→ **To do**
Collect each line of the data below that contains the string "hand", matching case exactly.

→ **Available records**
- - -

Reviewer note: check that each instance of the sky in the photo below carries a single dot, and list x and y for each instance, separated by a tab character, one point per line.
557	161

- - -

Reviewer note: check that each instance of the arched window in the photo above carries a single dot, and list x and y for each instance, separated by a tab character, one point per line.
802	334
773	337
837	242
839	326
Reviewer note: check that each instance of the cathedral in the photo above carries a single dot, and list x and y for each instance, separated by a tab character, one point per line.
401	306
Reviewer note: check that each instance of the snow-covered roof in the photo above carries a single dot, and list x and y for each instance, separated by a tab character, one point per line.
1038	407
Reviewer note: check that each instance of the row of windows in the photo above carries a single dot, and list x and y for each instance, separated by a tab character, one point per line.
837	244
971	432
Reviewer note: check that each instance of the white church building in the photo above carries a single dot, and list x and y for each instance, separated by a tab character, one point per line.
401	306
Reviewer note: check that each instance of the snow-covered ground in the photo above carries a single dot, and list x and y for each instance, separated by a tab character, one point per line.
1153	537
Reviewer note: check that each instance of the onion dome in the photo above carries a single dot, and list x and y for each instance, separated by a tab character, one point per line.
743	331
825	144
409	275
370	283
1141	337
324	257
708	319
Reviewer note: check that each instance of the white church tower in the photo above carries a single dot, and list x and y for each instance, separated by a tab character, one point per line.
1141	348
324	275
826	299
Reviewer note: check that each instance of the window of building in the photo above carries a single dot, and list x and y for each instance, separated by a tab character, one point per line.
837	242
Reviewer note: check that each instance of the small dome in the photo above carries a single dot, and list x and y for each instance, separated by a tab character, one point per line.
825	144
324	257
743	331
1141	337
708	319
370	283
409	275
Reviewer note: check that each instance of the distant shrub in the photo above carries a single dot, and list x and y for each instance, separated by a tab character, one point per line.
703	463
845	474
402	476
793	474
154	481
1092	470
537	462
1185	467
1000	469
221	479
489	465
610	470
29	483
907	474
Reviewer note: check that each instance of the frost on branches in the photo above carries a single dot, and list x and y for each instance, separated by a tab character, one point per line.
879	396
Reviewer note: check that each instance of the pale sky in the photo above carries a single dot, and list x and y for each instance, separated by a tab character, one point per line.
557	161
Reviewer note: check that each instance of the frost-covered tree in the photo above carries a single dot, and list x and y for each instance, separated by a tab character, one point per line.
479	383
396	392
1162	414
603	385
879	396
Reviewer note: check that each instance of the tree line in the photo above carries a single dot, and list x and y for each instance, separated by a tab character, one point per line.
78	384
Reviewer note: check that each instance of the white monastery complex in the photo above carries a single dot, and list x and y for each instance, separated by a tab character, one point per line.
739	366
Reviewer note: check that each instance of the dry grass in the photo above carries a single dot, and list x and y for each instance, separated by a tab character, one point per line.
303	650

- - -

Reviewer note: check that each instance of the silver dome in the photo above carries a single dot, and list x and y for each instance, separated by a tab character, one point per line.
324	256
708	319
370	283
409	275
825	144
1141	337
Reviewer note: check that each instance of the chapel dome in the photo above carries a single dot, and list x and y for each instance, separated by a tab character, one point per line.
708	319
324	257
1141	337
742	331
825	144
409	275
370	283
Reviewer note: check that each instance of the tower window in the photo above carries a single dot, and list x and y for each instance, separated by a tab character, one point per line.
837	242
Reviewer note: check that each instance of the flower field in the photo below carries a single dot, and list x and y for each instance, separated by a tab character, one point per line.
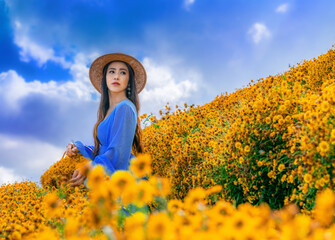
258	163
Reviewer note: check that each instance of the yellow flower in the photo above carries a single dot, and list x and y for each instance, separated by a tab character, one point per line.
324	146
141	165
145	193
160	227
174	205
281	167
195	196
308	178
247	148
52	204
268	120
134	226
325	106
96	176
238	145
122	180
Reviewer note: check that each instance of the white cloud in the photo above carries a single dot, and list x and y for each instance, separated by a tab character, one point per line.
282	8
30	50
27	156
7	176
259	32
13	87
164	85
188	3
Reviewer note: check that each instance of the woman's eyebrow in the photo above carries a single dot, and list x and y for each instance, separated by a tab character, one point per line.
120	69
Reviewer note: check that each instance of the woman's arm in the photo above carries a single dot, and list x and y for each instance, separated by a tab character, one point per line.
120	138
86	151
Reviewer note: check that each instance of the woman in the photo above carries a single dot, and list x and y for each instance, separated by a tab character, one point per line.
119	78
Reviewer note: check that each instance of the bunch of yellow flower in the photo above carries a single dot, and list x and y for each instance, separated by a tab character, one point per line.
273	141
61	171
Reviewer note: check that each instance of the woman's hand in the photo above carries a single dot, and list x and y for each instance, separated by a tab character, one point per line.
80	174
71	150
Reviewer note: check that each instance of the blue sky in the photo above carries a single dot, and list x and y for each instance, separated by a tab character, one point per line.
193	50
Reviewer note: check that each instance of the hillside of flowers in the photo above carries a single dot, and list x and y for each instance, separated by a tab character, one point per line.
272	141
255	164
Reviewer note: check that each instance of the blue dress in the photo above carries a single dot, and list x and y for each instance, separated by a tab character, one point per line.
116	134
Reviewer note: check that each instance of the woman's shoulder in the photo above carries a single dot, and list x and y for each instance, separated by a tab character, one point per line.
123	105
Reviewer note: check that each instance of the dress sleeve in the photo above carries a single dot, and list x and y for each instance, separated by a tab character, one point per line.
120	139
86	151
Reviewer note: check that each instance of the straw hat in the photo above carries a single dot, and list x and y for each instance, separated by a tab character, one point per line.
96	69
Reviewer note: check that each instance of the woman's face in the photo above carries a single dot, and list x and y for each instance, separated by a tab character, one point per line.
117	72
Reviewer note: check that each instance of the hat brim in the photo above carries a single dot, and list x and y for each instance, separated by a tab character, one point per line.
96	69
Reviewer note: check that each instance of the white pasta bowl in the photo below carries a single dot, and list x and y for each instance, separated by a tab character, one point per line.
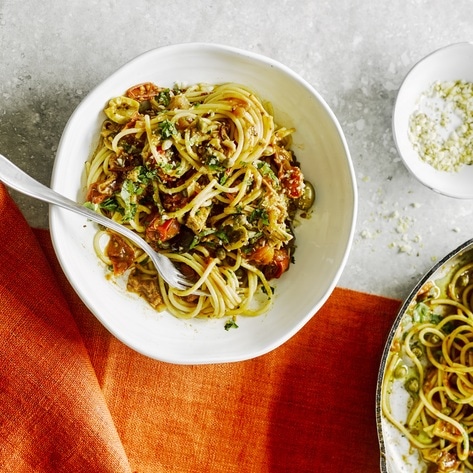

- - -

→ **Result of this task**
Reviewer note: check that each instance of the woman's hand in the photo above carries a single dot, and list x and y for each instance, separated by a tab character, one point per line.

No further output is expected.